GOAL OF THE EXERCISE: Report all lines from the entries below in which "dark" appears.

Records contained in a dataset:
□ □ □ □ □ □ □

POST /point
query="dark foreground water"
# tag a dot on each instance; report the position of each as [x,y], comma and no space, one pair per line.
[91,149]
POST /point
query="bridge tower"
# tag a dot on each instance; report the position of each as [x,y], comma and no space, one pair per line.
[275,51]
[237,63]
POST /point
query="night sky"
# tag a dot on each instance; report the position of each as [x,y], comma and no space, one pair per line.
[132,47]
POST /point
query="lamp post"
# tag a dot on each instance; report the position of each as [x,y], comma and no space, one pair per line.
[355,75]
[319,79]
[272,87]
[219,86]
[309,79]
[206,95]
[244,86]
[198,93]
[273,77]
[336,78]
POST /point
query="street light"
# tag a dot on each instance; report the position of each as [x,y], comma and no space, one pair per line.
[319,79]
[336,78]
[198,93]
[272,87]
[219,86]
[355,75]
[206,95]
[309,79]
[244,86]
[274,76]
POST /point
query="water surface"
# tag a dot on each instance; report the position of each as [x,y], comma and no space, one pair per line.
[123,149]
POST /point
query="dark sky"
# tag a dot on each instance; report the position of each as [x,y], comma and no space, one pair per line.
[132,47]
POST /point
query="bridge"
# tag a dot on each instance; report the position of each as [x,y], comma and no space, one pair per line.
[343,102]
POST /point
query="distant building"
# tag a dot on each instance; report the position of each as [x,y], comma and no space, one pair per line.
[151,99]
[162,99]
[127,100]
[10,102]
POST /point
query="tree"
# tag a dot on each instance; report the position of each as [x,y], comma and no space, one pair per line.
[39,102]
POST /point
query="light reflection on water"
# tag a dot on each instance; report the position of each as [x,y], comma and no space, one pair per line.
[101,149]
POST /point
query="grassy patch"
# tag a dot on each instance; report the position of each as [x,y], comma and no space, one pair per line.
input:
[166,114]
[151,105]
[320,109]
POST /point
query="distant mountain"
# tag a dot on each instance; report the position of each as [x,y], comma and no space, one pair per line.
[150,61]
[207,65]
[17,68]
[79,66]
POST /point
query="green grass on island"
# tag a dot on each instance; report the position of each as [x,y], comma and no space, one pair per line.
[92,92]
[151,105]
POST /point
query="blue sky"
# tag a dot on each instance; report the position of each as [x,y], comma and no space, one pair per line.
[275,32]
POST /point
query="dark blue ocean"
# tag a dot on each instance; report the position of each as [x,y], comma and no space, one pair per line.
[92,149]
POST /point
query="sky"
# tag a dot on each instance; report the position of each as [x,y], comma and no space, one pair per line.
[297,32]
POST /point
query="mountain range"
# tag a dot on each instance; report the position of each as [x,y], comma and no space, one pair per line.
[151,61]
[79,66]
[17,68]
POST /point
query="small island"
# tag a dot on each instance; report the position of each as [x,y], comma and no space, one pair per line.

□ □ □ □ □ □ □

SOLUTION FOR THIS TASK:
query="dark foreground water"
query="dark sky"
query="dark blue ocean"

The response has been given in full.